* _Written request_
Count how many lines in the records contain the string "target", with case counting, and give only that number.

[Records from a dataset]

###

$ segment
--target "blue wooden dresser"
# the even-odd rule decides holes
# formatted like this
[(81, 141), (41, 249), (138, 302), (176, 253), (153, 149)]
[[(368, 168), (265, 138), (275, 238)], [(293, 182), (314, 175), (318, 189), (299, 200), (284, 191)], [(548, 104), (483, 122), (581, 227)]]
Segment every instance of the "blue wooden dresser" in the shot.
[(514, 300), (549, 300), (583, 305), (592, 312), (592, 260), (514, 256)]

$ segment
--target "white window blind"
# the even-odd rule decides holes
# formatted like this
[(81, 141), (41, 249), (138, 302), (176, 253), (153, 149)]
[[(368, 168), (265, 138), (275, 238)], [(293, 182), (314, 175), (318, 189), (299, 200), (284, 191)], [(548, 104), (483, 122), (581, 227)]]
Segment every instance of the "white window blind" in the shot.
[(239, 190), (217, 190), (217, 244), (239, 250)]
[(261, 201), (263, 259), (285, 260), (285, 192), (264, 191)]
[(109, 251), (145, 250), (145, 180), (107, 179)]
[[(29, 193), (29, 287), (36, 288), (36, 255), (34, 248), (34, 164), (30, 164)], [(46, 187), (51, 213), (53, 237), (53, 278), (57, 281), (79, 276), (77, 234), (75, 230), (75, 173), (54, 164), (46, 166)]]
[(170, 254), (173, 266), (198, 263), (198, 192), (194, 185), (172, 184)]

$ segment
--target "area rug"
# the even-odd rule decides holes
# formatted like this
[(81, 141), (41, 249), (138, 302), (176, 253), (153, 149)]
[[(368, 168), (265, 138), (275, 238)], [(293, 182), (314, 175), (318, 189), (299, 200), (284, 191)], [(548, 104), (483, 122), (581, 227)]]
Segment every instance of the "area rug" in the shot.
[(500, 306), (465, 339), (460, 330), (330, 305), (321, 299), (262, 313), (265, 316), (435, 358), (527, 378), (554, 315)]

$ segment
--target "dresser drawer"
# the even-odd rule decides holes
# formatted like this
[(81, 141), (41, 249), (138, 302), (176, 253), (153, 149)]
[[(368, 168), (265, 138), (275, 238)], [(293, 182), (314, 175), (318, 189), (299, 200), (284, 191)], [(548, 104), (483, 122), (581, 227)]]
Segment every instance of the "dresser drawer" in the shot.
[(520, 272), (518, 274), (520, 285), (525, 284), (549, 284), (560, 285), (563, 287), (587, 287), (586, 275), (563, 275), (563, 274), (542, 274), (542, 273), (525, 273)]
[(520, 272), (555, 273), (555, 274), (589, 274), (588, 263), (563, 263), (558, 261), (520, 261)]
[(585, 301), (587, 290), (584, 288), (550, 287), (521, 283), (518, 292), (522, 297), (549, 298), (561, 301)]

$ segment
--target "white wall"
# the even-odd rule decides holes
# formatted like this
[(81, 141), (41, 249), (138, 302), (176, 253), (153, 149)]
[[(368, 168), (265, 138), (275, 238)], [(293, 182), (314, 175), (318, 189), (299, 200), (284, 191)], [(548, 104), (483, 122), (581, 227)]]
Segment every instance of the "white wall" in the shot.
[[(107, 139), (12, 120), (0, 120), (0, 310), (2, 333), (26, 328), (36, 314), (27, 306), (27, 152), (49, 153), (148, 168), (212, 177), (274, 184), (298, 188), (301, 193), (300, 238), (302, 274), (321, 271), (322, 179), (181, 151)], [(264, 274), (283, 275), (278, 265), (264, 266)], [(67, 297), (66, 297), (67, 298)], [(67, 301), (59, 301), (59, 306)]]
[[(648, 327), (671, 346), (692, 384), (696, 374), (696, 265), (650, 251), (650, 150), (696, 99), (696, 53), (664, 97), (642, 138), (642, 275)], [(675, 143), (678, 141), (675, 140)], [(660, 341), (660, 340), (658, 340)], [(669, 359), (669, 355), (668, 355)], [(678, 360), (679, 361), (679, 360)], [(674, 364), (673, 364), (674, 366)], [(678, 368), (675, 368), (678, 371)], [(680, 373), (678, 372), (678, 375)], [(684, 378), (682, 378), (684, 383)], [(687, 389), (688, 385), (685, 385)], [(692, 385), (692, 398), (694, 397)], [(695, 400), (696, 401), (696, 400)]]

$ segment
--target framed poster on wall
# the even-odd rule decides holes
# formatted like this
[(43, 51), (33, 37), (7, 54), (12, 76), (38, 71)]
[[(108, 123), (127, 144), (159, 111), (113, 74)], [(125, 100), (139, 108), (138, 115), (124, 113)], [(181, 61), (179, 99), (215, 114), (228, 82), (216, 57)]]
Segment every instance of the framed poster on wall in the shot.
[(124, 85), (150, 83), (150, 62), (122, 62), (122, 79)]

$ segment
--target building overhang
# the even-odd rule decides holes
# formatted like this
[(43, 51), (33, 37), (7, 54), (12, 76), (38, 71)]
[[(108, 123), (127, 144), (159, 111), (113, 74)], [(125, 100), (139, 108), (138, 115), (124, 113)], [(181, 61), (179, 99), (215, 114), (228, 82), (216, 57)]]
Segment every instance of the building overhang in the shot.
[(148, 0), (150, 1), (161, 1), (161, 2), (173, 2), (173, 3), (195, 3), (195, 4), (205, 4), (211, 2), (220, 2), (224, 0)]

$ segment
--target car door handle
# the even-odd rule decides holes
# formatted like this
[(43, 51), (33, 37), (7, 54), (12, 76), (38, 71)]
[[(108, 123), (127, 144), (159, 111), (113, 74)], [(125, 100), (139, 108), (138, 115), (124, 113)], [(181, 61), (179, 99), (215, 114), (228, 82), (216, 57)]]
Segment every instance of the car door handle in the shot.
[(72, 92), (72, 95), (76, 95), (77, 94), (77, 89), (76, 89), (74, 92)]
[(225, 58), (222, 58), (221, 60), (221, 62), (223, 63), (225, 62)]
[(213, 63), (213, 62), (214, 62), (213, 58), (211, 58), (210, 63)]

###

* _Correct result_
8